=== What needs to be done ===
Exactly reproduce the line containing "For the benchmark, provide one point per instance of the rocky" together with every line after it, through the end of the entries, and give nothing more.

########################################

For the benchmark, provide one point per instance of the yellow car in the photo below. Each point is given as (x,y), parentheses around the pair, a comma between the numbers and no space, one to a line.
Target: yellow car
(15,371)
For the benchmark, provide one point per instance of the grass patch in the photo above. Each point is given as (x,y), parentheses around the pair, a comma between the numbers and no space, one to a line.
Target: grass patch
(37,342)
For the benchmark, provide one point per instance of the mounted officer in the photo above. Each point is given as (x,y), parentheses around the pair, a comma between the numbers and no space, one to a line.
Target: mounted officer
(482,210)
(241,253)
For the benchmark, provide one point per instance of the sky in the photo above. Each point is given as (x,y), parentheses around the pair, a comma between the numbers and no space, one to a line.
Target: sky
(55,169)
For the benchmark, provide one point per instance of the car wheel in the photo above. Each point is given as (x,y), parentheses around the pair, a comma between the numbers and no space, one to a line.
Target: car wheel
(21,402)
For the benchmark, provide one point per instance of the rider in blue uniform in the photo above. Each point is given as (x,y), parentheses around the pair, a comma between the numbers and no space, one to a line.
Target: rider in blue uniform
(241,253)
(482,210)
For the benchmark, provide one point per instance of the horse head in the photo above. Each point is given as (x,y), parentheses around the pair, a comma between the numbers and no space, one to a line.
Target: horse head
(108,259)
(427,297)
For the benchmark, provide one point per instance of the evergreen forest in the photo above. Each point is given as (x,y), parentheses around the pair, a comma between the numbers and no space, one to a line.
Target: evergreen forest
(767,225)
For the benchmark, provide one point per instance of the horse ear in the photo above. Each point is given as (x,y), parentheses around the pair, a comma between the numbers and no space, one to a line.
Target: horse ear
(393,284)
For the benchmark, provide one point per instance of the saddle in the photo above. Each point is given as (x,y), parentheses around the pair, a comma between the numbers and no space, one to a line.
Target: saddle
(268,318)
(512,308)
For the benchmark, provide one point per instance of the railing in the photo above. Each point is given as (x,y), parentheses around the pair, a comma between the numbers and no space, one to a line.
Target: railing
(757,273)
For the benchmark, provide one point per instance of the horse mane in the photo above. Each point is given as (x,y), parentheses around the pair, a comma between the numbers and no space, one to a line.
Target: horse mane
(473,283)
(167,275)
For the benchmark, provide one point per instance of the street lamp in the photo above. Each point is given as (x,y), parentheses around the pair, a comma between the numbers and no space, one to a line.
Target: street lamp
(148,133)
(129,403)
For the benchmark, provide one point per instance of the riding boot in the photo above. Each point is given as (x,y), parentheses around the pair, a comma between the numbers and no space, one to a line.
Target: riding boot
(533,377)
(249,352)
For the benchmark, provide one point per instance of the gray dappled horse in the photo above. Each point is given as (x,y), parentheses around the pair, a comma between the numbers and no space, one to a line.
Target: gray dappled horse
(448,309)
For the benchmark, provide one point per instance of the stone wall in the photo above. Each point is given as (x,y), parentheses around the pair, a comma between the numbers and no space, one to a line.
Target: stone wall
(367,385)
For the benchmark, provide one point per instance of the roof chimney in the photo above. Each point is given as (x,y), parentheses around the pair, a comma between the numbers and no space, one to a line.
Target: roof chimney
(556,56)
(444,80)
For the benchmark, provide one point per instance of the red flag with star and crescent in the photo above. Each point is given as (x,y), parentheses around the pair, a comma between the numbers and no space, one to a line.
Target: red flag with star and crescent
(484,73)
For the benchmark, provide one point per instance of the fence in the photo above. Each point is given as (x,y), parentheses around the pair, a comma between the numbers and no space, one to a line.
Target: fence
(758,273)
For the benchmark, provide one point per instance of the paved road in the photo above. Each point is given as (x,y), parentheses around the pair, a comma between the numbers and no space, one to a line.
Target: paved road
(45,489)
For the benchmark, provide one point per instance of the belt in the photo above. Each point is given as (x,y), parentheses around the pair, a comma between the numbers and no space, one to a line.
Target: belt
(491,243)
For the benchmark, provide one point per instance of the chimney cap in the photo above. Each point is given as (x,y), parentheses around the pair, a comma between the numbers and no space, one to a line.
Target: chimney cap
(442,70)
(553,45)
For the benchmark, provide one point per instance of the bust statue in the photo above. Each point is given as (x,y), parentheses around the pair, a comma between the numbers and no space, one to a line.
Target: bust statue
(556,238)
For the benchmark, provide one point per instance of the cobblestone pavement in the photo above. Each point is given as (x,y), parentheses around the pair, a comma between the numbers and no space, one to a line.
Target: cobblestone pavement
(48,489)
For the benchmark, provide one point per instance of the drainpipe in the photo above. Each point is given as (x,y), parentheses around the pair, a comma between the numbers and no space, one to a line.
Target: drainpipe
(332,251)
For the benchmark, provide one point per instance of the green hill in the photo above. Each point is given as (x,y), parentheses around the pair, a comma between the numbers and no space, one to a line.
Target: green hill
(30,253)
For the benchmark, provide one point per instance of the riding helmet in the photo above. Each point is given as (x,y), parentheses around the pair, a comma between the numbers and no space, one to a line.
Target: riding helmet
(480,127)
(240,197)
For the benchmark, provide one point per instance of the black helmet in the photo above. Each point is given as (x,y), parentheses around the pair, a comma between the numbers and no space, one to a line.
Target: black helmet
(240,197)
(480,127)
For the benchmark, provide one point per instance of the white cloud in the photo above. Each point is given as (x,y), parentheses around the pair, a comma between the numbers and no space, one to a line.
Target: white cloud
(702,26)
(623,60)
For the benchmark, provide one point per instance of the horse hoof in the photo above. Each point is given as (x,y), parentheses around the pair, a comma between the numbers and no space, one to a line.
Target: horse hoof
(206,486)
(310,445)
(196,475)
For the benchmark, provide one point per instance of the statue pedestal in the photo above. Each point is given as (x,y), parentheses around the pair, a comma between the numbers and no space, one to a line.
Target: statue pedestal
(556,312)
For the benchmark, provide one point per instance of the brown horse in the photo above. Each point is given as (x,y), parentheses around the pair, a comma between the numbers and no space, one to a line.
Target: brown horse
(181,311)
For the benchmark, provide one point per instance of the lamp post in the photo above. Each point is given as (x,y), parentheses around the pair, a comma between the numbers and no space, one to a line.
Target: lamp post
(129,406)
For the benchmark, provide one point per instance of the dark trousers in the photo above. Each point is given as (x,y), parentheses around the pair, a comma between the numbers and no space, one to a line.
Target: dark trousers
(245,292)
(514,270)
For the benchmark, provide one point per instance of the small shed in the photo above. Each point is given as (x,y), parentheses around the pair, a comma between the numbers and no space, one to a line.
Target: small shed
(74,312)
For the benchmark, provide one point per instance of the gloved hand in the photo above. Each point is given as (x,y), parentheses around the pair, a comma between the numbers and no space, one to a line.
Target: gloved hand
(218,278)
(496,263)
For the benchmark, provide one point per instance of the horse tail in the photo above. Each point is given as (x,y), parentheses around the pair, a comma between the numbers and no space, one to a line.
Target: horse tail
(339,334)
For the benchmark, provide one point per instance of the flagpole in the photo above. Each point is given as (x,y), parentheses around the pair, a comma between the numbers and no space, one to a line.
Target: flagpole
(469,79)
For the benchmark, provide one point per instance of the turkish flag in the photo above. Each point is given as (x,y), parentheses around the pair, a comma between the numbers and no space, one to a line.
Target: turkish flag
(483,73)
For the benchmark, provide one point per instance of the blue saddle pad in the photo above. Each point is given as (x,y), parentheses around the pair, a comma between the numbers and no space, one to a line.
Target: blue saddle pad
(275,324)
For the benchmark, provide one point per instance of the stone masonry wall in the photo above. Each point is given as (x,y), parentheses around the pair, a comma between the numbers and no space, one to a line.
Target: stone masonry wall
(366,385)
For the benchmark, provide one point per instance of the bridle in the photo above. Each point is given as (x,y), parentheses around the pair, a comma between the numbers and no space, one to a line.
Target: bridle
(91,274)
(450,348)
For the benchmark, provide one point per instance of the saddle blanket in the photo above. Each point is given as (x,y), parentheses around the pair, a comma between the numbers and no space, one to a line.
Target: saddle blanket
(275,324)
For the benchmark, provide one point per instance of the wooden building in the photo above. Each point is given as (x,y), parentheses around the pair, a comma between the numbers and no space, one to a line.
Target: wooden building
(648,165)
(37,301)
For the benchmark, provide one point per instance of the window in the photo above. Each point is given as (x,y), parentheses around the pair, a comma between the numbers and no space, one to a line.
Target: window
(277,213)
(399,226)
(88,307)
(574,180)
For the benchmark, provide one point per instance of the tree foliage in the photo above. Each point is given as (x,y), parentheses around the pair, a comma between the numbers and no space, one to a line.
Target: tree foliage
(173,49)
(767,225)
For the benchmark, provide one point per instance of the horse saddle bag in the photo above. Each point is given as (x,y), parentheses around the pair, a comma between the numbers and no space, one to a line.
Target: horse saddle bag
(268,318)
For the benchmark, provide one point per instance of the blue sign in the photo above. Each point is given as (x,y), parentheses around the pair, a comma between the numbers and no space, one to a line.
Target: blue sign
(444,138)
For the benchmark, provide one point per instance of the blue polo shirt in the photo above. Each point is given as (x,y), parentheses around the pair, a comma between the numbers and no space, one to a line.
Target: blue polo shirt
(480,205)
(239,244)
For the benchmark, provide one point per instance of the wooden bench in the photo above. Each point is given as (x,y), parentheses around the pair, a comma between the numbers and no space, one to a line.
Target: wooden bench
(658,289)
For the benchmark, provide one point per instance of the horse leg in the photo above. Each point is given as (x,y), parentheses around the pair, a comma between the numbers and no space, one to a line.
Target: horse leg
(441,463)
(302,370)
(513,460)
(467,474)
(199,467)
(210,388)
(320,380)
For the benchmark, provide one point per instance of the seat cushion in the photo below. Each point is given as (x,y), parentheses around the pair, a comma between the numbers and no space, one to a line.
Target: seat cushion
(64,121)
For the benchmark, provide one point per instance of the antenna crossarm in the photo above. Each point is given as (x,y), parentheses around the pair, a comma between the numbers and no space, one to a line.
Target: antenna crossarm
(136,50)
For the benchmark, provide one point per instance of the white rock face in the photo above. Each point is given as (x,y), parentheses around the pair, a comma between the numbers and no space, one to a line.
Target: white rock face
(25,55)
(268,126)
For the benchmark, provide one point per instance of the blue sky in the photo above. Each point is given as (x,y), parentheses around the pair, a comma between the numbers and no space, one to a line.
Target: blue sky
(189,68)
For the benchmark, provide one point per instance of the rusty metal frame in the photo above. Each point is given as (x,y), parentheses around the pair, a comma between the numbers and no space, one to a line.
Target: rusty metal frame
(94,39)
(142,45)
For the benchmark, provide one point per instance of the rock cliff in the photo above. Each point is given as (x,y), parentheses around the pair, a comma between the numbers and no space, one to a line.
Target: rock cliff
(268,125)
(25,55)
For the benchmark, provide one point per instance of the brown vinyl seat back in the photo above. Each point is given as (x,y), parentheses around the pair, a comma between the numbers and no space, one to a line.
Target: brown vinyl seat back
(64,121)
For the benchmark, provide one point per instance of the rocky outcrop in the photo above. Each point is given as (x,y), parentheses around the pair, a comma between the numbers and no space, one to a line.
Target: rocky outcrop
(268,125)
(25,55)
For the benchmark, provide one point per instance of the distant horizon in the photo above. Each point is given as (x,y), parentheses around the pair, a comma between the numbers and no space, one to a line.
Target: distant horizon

########################################

=== Exercise response ===
For the benchmark, provide one point per instance of the rocky outcrop in the photo above. Each point is given as (x,y), parentheses around the pair, a comma between the numbers and no space, one to a line.
Target: rocky outcrop
(268,125)
(25,55)
For the benchmark, provide one point per instance of the distant horizon in the photo above. Each point is given as (x,y), parentheses around the pair, a comma between the numbers and no space, one to a line.
Target: distant horizon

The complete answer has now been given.